------ Extracted entries ------
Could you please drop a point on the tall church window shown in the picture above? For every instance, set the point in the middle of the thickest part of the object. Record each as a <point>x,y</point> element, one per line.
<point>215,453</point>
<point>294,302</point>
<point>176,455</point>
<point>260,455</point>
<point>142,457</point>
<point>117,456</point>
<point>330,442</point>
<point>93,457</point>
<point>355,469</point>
------
Work task
Return an exact copy of the listing above, complete in every line.

Finished exercise
Could you please drop a point on the tall church window shown in the picture above? For every instance, set the point in the middle of the thickest part of the object. Record each as a <point>x,y</point> element, one per line.
<point>215,453</point>
<point>294,302</point>
<point>176,455</point>
<point>260,455</point>
<point>142,457</point>
<point>117,456</point>
<point>330,442</point>
<point>93,457</point>
<point>355,469</point>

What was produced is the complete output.